* _What is required_
Omit every picture while repeating the entries exactly.

[Material supplied — start]

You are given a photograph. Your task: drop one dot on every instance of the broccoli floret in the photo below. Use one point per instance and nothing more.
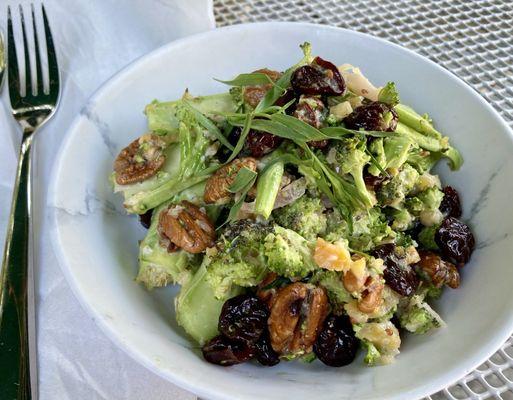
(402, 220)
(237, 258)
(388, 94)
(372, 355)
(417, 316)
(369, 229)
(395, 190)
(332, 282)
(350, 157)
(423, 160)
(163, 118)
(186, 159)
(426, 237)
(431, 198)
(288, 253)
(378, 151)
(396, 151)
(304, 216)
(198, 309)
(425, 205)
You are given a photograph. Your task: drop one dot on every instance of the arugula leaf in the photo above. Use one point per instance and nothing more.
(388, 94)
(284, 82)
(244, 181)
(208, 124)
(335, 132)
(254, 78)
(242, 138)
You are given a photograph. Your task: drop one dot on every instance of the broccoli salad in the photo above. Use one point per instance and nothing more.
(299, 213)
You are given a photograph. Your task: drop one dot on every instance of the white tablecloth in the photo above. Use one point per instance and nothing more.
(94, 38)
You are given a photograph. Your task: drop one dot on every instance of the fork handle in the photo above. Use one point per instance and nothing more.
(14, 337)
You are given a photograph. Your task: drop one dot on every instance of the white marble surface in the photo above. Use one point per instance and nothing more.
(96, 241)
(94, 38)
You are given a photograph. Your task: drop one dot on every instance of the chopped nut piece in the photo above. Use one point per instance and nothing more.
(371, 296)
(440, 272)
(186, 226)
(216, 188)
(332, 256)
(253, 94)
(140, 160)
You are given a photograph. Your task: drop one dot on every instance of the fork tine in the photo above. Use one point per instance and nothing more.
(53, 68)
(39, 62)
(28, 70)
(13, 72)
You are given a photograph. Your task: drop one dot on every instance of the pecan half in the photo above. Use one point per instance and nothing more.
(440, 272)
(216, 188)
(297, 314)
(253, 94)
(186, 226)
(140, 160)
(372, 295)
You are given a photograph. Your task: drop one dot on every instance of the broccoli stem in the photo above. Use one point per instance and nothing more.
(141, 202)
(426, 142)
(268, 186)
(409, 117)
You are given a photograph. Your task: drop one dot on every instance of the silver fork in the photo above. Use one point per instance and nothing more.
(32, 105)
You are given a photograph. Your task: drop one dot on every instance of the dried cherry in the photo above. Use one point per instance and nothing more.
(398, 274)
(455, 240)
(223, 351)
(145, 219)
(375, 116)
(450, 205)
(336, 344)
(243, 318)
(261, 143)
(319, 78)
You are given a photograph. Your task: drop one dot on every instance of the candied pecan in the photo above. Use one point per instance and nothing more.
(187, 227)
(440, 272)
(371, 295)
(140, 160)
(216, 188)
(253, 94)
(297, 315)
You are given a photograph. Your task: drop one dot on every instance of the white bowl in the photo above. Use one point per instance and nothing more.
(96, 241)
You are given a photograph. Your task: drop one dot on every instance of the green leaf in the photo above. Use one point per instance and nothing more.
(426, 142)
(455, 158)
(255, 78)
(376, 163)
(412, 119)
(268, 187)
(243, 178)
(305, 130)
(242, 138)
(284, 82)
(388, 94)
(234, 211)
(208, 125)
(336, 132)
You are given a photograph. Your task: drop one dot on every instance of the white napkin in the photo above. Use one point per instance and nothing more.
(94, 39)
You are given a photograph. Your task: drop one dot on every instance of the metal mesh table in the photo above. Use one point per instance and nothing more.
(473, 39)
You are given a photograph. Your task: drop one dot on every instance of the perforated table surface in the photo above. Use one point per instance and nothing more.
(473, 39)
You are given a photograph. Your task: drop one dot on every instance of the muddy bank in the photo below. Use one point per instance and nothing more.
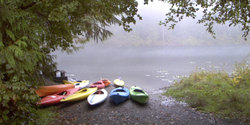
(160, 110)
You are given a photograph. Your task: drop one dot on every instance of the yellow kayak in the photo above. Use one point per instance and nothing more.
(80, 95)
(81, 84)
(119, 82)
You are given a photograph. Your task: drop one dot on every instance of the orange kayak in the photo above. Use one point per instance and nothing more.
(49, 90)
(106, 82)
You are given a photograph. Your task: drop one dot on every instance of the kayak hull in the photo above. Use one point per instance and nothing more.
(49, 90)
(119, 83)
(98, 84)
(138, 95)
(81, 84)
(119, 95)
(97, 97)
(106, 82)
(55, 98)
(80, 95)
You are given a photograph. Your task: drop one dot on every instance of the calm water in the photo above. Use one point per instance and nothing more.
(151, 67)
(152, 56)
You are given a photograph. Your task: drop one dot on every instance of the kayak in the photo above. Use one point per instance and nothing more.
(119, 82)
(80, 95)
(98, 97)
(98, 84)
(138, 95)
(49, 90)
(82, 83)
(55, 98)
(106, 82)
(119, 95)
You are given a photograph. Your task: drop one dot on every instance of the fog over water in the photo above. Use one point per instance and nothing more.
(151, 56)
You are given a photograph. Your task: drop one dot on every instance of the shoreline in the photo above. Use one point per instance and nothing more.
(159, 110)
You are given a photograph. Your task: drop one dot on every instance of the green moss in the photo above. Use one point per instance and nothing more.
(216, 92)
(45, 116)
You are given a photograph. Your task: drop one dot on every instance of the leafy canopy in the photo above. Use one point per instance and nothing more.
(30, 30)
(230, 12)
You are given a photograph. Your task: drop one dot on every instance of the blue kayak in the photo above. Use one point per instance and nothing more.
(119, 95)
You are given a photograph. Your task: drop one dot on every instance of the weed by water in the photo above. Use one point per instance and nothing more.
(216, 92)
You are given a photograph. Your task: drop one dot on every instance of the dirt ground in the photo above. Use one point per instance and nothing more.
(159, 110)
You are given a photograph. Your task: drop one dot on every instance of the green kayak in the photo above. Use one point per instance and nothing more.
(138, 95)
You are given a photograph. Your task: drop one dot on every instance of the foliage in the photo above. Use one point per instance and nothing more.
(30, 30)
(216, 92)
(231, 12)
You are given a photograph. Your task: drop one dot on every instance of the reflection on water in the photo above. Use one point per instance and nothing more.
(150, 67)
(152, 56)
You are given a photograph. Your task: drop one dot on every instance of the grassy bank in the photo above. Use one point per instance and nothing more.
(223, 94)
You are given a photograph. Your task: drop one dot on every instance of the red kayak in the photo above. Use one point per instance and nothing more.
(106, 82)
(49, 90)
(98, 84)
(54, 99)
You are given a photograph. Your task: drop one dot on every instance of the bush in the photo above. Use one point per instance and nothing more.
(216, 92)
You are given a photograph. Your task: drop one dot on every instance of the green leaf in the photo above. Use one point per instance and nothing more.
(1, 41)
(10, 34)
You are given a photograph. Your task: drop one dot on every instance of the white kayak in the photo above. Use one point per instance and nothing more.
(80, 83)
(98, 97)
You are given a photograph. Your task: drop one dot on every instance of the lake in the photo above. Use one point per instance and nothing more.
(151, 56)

[Material supplied — finish]

* _Answer to this exercise_
You are given a photograph. Your task: drop one dot on every instance of the broccoli floret in the photo below. Use one point per instance and nothing more.
(402, 220)
(237, 258)
(388, 94)
(372, 355)
(417, 316)
(369, 229)
(395, 190)
(332, 282)
(350, 157)
(423, 160)
(163, 118)
(186, 159)
(426, 237)
(431, 198)
(288, 253)
(378, 151)
(396, 151)
(304, 216)
(198, 309)
(425, 205)
You are given a photograph. Your task: drop one dot on every instance of the arugula leaf in the photo above. Use one point per instance and nothing more.
(388, 94)
(284, 82)
(244, 181)
(208, 124)
(335, 132)
(254, 78)
(242, 138)
You are given a photograph. Your task: drop one dot on every instance of the broccoli salad in the photo above. Use one point per instance and nothing more.
(299, 213)
You are given a photograph. Your task: drop one dot on every instance of the white tablecloth in the photo above. Use one point per instance and nothing more.
(94, 38)
You are given a photograph. Your task: drop one dot on every instance of the fork handle in the photo above. Use one point per instance and nothing more.
(14, 337)
You are given a photograph. Your task: drop one dot on every instance of the white marble surface in the photo above. Use one point per instance and nothing more.
(96, 241)
(94, 38)
You are given a photograph. Your task: drop one dot on every instance of the chopped nut piece in the photo above. Use one point per instance and nothing more.
(371, 296)
(440, 272)
(186, 226)
(216, 188)
(332, 256)
(253, 94)
(140, 160)
You are given a photograph. Your task: drop one dot on every instance of the fork tine in the photo above. Use one point per instance and nothing more.
(53, 68)
(39, 62)
(28, 70)
(13, 72)
You are given a photograph. Your task: drop one dot on every instance of the pecan half in the photo above. Use one point per instance and nothing more.
(440, 272)
(216, 188)
(297, 314)
(253, 94)
(186, 226)
(140, 160)
(372, 295)
You are given a photograph. Your task: drop one dot on every instance of the broccoli stem in the photo above. Use one point per instance and nothing more.
(141, 202)
(426, 142)
(268, 186)
(409, 117)
You are given a photograph. Your task: drop one dot on every instance of the silver fork in the photo above. Use one point per instance and nothing more.
(32, 105)
You are given a photograph. Your task: drop one dot on every instance of the dried cherry in the photo above. Use one point per instance and nothing more.
(398, 274)
(455, 240)
(223, 351)
(145, 219)
(375, 116)
(450, 205)
(336, 344)
(243, 318)
(261, 143)
(319, 78)
You are given a photograph. Your task: drop one dot on every instance of the candied pecan in the photo above. Use one point per instance and nothing more.
(187, 227)
(440, 272)
(371, 295)
(140, 160)
(216, 188)
(253, 94)
(297, 315)
You are given a photograph. Your task: drop one dot on every instance of the white bowl in the photo above. Use one point per instance and nothing more.
(96, 241)
You are given a photograph. Your task: drop one dot on every instance of the green leaf in the photo above. Use one point per instance and nothing more.
(426, 142)
(455, 158)
(255, 78)
(376, 163)
(412, 119)
(268, 187)
(243, 178)
(305, 130)
(242, 138)
(284, 82)
(388, 94)
(234, 211)
(208, 125)
(336, 132)
You are given a photograph. Your task: drop one dot on every instance of the white napkin in the photo above. Use one point per instance and nothing more.
(94, 39)
You are given a photograph. Your task: drop one dot on every instance of the metal mesh table in the photo above. Use one point per instance and nothing more.
(473, 39)
You are given a photograph. Your task: drop one dot on every instance of the perforated table surface in the photo above. Use one point per instance and nothing more.
(473, 39)
You are given a photograph. Your task: drop one dot on every instance of the muddy bank in the photo below. Use one point per instance and nothing more.
(160, 110)
You are given a photograph. Your task: drop one dot on every instance of the yellow kayak in the photo above. Use one point per instance and nothing more.
(80, 95)
(81, 84)
(119, 82)
You are given a photograph. Your task: drop one dot on every instance of the orange kayak in the photo above. Use one point per instance and nothing more.
(49, 90)
(106, 82)
You are given a photograph. Your task: drop one dot on every instance of the kayak hull in the photo above. Use one point per instance and nothing more.
(49, 90)
(119, 83)
(98, 84)
(138, 95)
(81, 84)
(119, 95)
(97, 97)
(106, 82)
(55, 98)
(80, 95)
You are given a photograph. Your task: drop one dot on every instance of the calm water in the photo above. Use one point per instance and nothing more.
(151, 67)
(152, 56)
You are given a photograph. Your task: drop one dot on every instance of the kayak in the photo above. Use one point per instance and nothing more.
(119, 82)
(80, 95)
(98, 97)
(98, 84)
(138, 95)
(49, 90)
(82, 83)
(55, 98)
(106, 82)
(119, 95)
You are given a photograph. Your task: drop one dot on every instance of the fog over water in the photo above. Use one point per instance and nothing more.
(151, 56)
You are given a photograph. Your task: drop one dot on every instance of the shoreline in the photo above. Use one point per instance and nothing more.
(159, 110)
You are given a photograph. Your task: drop one dot on every instance of the green moss in the photo above. Use one point per instance and nothing more.
(216, 92)
(45, 116)
You are given a photograph. Your task: drop one dot on every instance of the leafy canopy in the photo above. Use one point per instance and nothing more.
(30, 30)
(230, 12)
You are given a photograph. Your task: drop one dot on every instance of the blue kayak in the photo above. Use one point per instance and nothing more.
(119, 95)
You are given a photograph. Your task: drop one dot on every instance of the weed by water in the photo above. Use one point per instance and nothing more.
(216, 92)
You are given a photograph. Your task: drop one dot on every instance of the dirt ground in the photo above. Use one point per instance and nothing more.
(159, 110)
You are given a photograph. Your task: drop one dot on every instance of the green kayak in the photo above. Use one point per instance and nothing more.
(138, 95)
You are given a photograph. Your task: drop one dot on every instance of the foliage in the photo above. Use one point per instance and nothing more.
(30, 30)
(216, 92)
(231, 12)
You are given a photograph. Your task: drop one dot on every instance of the reflection on water in the photo above. Use one point per instance and nothing more.
(150, 67)
(152, 56)
You are given a photograph. Your task: drop one dot on every instance of the grassy bank in the photo above. Use one point per instance and nothing more.
(223, 94)
You are given a photograph. Your task: drop one dot on every instance of the red kayak in the photo above. Use one point per instance and nothing more.
(106, 82)
(49, 90)
(98, 84)
(54, 99)
You are given a photograph. Your task: drop one dot on every instance of the bush in the photo above. Use one point per instance and nothing more.
(216, 92)
You are given a photograph. Your task: drop one dot on every instance of the green leaf in the photo above. Use one point per instance and nothing more.
(1, 41)
(10, 34)
You are given a photograph. Your task: drop one dot on every instance of the white kayak in the photo above. Use one point per instance and nothing more.
(80, 83)
(98, 97)
You are given a photograph. Your task: drop one dot on every instance of the lake in the photo above. Use one point per instance and nothing more.
(151, 56)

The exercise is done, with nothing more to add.